- _EXERCISE DIRECTIONS_:
Update the listing below so that every "pick out" becomes "find", leaving all other text as it is. Omit the pictures from your answer.

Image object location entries
☆ ☆ ☆ ☆
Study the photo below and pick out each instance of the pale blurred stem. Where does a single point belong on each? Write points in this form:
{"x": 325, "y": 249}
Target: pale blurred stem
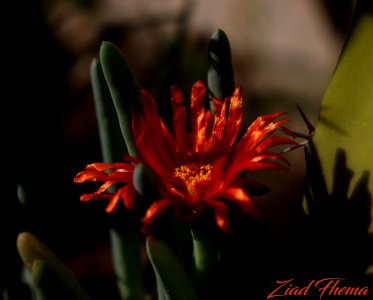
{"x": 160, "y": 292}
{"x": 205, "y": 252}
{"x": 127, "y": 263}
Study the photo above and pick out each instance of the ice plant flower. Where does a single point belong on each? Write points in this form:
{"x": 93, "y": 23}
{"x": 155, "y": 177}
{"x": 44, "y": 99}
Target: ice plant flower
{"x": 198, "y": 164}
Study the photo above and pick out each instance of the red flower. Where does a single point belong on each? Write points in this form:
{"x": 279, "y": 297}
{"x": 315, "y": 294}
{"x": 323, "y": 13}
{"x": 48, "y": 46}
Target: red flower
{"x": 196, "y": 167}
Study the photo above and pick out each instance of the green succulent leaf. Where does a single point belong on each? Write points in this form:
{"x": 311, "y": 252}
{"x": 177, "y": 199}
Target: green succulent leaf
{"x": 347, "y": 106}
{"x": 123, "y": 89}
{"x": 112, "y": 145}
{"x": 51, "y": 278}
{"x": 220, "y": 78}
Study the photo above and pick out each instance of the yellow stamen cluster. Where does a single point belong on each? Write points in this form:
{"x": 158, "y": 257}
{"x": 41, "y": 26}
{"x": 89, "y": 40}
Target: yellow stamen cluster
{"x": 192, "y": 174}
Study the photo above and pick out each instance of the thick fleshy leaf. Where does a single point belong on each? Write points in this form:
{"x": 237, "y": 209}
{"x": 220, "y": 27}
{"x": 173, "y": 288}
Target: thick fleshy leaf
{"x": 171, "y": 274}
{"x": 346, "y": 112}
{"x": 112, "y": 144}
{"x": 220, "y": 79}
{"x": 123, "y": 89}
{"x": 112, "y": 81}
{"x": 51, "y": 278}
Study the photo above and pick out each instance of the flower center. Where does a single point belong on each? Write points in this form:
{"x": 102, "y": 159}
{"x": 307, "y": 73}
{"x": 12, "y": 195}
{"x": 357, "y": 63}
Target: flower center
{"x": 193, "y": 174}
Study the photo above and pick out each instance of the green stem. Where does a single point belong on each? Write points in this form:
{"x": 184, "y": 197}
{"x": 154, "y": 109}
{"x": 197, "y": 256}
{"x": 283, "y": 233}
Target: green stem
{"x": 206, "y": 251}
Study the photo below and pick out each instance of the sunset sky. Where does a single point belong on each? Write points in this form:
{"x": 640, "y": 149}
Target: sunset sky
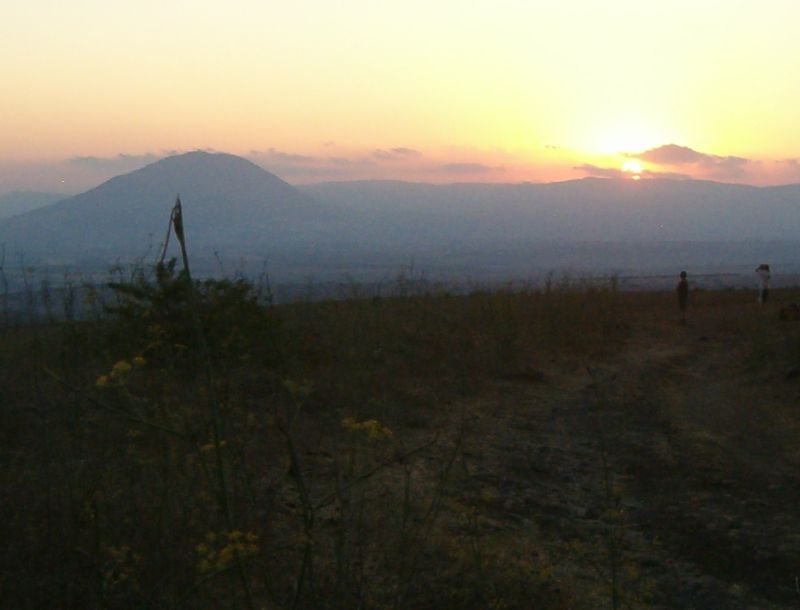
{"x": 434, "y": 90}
☆ ☆ ☆ ☆
- _RESULT FOR THIS TASK_:
Study the photo below and find each instance of the pale blurred stem. Where does a single point belong on each? Write points in this form:
{"x": 325, "y": 249}
Target: pale blurred stem
{"x": 160, "y": 292}
{"x": 205, "y": 252}
{"x": 127, "y": 263}
Study the photo above and find each instance of the ice plant flower. Where does a single point belong on each? Write points in this form:
{"x": 93, "y": 23}
{"x": 155, "y": 177}
{"x": 44, "y": 99}
Target: ice plant flower
{"x": 198, "y": 164}
Study the photo above and find each instance of the red flower. Where does a single point belong on each? Write points in this form:
{"x": 279, "y": 297}
{"x": 315, "y": 294}
{"x": 323, "y": 13}
{"x": 48, "y": 46}
Target: red flower
{"x": 196, "y": 167}
Study the photo above and find each instance of the green succulent leaf. Where does a single point belong on each? Write points in this form:
{"x": 311, "y": 252}
{"x": 177, "y": 199}
Target: green succulent leaf
{"x": 347, "y": 106}
{"x": 123, "y": 89}
{"x": 112, "y": 145}
{"x": 51, "y": 278}
{"x": 220, "y": 78}
Study the photo above and find each instance of the yellow stamen cluster. Where does a single point belong on each? Write points in this form:
{"x": 158, "y": 257}
{"x": 41, "y": 26}
{"x": 89, "y": 40}
Target: yellow stamen cluster
{"x": 192, "y": 174}
Study the photo above and find each instance of the thick fleshy leaf. Where does a single point belong on each? Write points in this form:
{"x": 237, "y": 209}
{"x": 220, "y": 27}
{"x": 173, "y": 288}
Target: thick fleshy leaf
{"x": 171, "y": 274}
{"x": 346, "y": 112}
{"x": 112, "y": 144}
{"x": 220, "y": 79}
{"x": 123, "y": 89}
{"x": 112, "y": 81}
{"x": 51, "y": 278}
Study the photo above and find each instance of the flower center. Where does a single point belong on each? Write points in this form:
{"x": 102, "y": 159}
{"x": 307, "y": 73}
{"x": 12, "y": 195}
{"x": 357, "y": 63}
Target: flower center
{"x": 193, "y": 174}
Study the photo above and find each instance of the green stem. Where does a single point belong on each? Write points in this form:
{"x": 184, "y": 197}
{"x": 154, "y": 109}
{"x": 197, "y": 256}
{"x": 283, "y": 233}
Target: green stem
{"x": 206, "y": 251}
Study the photo below and find each instance of the sunset sky. Where does a single point belong on each? Write points in this form:
{"x": 640, "y": 149}
Target: sunset sky
{"x": 434, "y": 90}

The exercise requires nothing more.